The accompanying publication takes on a similar ruthless approach: during the course of research all trash was collected and has been shredded to dip paper. The sheets produced determines the entire book edition of 20! As an addition a digital publication is being offered decaying from download to download.
Editors: Almut Schilling, Thomas Grill, Till Bovermann
I Sanmicheli — A Journey Across Eleven Houses and Three Generations
The book is an autobiography about my uncle’s childhood in rural northern Italy during the economic boom. The projects archive my uncle’s memories while also reflecting on the concept of “book as object”. As my double role as nephew and designer, the book became a reflection on the relationship between writer and designer, making and translating a book, visual and written language. The three main concepts of the book are space, time and memories, which have been visually and structurally reinterpreted within the physical properties of book. For instance: The navigation system of the book is time-based. Months and years are mark the progression of the reading instead of page numbers.

◇ ◇ ◇ ◇ ◇

# Task details
According to the excerpt, what marks the reader's progress through the book about the uncle's childhood in place of page numbers? Rely only on the excerpt above.

◇ ◇ ◇ ◇ ◇

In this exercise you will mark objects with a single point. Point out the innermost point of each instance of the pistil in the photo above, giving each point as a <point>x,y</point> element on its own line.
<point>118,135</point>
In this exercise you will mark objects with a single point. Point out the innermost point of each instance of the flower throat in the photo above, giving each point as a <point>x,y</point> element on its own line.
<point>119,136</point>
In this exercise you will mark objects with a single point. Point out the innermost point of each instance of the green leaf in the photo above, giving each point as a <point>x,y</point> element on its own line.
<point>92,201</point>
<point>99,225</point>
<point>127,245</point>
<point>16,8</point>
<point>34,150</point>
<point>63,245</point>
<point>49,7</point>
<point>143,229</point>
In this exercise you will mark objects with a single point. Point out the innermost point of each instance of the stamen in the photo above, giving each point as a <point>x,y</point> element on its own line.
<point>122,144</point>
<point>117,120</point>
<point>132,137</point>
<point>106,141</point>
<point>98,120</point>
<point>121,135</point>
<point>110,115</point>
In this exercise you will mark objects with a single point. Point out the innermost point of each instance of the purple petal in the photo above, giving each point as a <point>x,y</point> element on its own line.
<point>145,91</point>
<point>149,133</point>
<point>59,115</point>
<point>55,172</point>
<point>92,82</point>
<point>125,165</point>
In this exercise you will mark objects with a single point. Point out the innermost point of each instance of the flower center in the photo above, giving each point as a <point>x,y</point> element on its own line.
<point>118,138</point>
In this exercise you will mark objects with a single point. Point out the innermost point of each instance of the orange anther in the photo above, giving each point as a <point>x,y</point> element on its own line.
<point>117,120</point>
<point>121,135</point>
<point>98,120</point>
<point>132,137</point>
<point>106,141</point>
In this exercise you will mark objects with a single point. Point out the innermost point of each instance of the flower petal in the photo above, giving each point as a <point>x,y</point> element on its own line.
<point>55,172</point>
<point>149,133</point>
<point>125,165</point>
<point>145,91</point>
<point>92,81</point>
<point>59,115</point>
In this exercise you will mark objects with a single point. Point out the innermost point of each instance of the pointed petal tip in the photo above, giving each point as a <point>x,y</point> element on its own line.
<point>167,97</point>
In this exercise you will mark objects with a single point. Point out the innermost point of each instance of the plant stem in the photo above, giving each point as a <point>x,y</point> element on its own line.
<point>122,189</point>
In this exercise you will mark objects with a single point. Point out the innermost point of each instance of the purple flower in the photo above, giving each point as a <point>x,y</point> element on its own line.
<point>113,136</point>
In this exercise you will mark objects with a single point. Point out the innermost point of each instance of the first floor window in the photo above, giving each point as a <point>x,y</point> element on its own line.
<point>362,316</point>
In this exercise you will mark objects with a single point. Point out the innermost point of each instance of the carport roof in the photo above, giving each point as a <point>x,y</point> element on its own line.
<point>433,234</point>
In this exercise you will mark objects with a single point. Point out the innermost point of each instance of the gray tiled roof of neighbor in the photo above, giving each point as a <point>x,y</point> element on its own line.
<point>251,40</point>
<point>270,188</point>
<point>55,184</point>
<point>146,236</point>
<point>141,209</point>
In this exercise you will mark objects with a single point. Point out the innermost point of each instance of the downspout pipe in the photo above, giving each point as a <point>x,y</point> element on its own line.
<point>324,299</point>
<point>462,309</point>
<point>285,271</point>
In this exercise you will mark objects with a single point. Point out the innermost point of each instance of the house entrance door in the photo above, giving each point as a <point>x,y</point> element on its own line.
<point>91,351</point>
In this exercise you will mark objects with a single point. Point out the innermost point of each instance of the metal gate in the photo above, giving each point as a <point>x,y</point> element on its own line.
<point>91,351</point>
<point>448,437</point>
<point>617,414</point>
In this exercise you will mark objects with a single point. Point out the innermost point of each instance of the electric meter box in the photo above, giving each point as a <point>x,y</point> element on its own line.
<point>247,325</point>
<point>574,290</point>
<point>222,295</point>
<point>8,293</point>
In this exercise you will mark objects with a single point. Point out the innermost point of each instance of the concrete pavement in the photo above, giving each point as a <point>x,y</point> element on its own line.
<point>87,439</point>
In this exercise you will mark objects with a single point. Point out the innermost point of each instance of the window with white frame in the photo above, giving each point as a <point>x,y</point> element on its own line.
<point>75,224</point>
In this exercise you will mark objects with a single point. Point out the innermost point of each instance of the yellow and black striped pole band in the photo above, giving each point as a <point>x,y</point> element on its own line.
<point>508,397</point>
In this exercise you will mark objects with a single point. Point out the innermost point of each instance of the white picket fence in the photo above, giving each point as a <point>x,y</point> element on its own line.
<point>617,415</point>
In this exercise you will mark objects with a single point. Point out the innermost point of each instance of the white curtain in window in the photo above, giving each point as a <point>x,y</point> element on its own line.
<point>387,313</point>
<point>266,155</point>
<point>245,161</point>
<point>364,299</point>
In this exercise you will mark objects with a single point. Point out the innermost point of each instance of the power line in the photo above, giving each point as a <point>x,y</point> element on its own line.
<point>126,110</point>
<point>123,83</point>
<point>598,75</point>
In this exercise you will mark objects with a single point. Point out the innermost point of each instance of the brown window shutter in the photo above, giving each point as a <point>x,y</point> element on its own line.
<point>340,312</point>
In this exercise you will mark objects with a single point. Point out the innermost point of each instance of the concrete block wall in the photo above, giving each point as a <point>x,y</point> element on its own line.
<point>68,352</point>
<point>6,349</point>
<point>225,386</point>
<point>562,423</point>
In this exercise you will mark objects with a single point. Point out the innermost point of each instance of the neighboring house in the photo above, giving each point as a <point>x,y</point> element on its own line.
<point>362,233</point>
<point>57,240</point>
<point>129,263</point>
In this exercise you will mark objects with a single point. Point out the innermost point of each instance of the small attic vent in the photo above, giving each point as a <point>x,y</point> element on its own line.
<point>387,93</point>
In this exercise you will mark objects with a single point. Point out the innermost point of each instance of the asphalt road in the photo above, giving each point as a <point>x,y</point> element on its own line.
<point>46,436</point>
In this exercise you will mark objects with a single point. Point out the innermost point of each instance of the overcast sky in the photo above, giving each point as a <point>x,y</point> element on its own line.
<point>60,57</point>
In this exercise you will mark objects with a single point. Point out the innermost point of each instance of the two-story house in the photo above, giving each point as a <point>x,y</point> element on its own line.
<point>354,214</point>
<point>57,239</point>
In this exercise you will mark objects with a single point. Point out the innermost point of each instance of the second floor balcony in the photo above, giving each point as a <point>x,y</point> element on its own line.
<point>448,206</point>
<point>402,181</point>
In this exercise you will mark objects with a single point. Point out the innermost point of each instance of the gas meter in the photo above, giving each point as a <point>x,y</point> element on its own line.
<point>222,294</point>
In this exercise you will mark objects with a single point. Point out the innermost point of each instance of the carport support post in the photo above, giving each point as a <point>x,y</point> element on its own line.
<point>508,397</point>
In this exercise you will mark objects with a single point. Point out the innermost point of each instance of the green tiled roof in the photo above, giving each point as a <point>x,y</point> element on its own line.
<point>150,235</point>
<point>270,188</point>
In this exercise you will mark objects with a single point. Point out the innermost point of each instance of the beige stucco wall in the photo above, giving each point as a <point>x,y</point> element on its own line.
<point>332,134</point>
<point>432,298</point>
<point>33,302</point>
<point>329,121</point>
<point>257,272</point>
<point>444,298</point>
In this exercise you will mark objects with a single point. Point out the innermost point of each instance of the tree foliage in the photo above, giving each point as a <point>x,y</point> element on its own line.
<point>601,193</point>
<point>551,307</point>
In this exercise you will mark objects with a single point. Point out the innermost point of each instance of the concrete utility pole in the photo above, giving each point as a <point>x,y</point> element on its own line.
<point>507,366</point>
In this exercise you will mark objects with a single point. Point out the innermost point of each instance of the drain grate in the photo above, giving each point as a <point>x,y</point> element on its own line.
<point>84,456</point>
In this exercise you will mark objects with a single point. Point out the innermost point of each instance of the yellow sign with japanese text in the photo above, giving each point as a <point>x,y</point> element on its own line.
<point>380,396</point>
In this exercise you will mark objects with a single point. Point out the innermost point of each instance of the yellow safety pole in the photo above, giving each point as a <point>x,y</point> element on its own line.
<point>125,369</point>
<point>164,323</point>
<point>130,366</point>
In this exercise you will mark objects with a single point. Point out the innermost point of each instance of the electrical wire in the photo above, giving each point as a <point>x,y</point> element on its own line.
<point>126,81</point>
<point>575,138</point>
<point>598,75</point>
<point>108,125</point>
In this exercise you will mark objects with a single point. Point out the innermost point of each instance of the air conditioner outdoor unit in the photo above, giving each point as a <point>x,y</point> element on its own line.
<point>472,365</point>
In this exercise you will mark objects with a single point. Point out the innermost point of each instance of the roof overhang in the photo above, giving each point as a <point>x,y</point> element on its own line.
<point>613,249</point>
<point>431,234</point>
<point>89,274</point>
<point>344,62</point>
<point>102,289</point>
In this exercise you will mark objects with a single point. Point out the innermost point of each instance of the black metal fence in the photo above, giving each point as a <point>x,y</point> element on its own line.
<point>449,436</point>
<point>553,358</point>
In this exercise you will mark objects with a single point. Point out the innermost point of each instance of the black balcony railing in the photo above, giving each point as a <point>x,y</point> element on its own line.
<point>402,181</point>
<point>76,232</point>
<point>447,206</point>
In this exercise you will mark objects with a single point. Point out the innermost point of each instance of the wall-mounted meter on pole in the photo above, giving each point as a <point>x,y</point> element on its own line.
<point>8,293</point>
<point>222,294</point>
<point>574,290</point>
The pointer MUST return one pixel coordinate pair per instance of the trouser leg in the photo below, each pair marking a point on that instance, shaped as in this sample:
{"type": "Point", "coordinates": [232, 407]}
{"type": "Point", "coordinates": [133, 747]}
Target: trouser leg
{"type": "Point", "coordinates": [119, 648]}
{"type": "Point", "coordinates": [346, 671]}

◇ ◇ ◇ ◇ ◇

# Solution for this task
Months and years.